# TESTO DI LETTURA

A volte ritorno di John Niven, edito da Einaudi, prima edizione 2012.

Prima di cominciare l’analisi di questo romanzo divertente c’è da fare un distinguo. Se siete bigotti e avete l’ironia di un blocco di ghisa, allora chiudete pure questa recensione e tenetevi ben lontani da questo romanzo.

Dio decide di prendersi una vacanza, diremmo anche meritata, di una settimana. Sistema tutte le sue cose, lascia le incombenze a chi di dovere, guarda sulla terra e si compiace. C’è in corso il Rinascimento. Dio è felice.

Quando torna dalle ferie vede che le facce di tutti sono parecchio preoccupate e gli sguardi sono spesso sfuggenti ma non afferra subito la situazione; forse è ancora un po’ stonato dalle ferie. Soltanto quando butta un’occhio alla terra capisce e inorridisce. Dio è incazzato.

Sono passati circa cinquecento anni sulla terra e la situazione che vede è quella attuale. L’uomo si disinteressa dell’uomo, del pianeta, pensa solo ai soldi, la società è ovunque corrotta, piena di vizi, praticamente va a rotoli. Gli uomini sono gretti, senza slanci morali e l’arte è relegata ai confini della galassia. Dio è imbufalito, ma che dico, è molto incazzato. Il volto rosso vermiglio, i pugni stretti, gli occhi sono una fessura e la vena sul collo pulsa da paura.

Gli partono due “bestemmioni” così giganteschi che tutto il paradiso ammutolisce improvvisamente, i cori degli angeli sbagliano una nota dopo millenni e l’eco dell’urlo di Dio si propaga per tutto il paradiso facendo tremare le pareti, le sedie dei santi e dei beati, scompiglia il purgatorio come una tempesta e si schianta contro la volta dell’inferno facendola incrinare.

Passato però il primo momento di rabbia, Dio si mette a pensare a come può aiutare i suoi amatissimi umani e, dopo averci riflettuto un po’ e sentito anche il parere del suo entuorage, dei suoi consiglieri, decide che l’unica soluzione possibile sia inviare nuovamente Gesù sulla terra per ricordare a tutti di “fare i bravi”.

Gesù quindi si ritrova nuovamente tra gli uomini solo che questa volta è in una società che ha dimenticato completamente i suoi comandamenti, che attribuisce maggior valore ai beni materiali che al proprio essere uomo, che appesantisce la propria anima di cose materiali invece di aiutarla a librarsi libera e leggera nel cielo.

Oh, però adesso non pensate che Gesù sia uno pesante da sopportare, anzi è molto “fricchettone”; come l’altra volta si circonda di buone amicizie e finisce per partecipare ad un talent show dove canta con la sua chitarra. Canta, ovviamente, il messaggio di suo padre. “Fate i bravi”.

Riuscirà il nostro eroe a vincere il concorso e soprattutto a trasmettere il suo messaggio?

Ci troviamo al cospetto di un romanzo diverso da tutto quello che si sia mai visto. Ironico, irriverente e decisamente sopra le righe. In questo romanzo J. Niven racconta in modo più che realistico la società contemporanea e i suoi innumerevoli peccati.

# CONSEGNE
a) Ritrascrivi dalla recensione il passo che va da "Oh, però adesso" a "il suo messaggio?".
b) Traduci in inglese questa frase della recensione: "Dio decide di prendersi una vacanza, diremmo anche meritata, di una settimana."

# DATI FORNITI

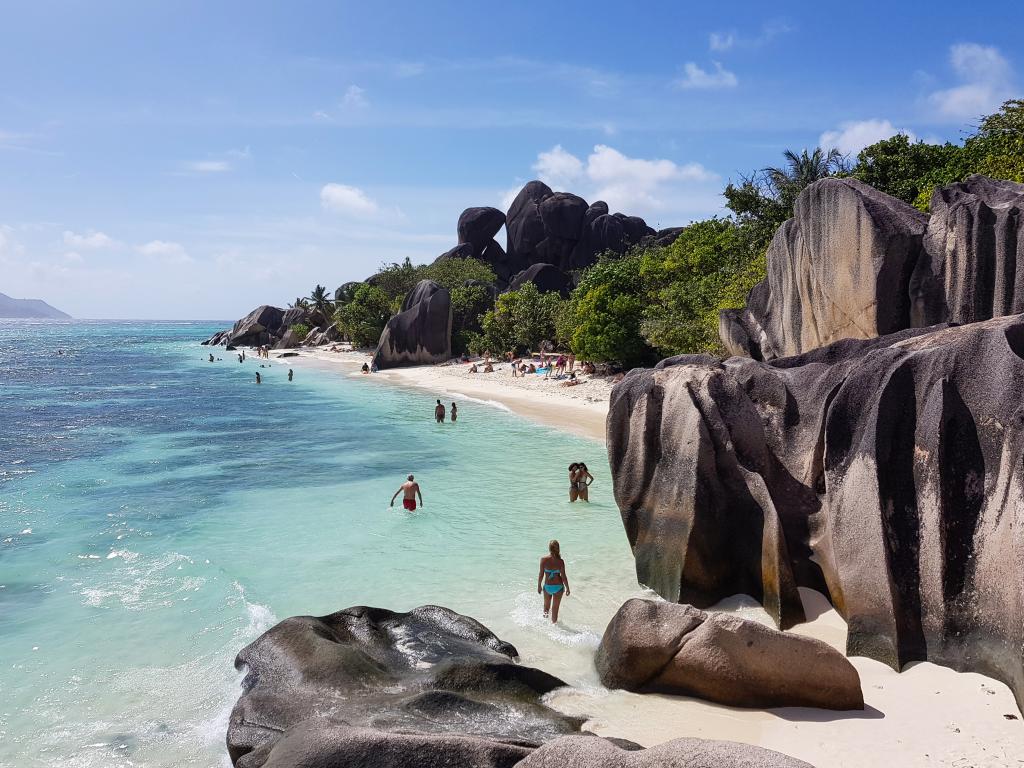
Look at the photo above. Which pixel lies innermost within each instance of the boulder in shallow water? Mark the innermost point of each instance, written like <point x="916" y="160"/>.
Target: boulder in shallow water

# RISPOSTE ALLE CONSEGNE
a)
Oh, però adesso non pensate che Gesù sia uno pesante da sopportare, anzi è molto “fricchettone”; come l’altra volta si circonda di buone amicizie e finisce per partecipare ad un talent show dove canta con la sua chitarra. Canta, ovviamente, il messaggio di suo padre. “Fate i bravi”.

Riuscirà il nostro eroe a vincere il concorso e soprattutto a trasmettere il suo messaggio?

b) God decides to take a vacation, a well-deserved one, we might even say, lasting a week.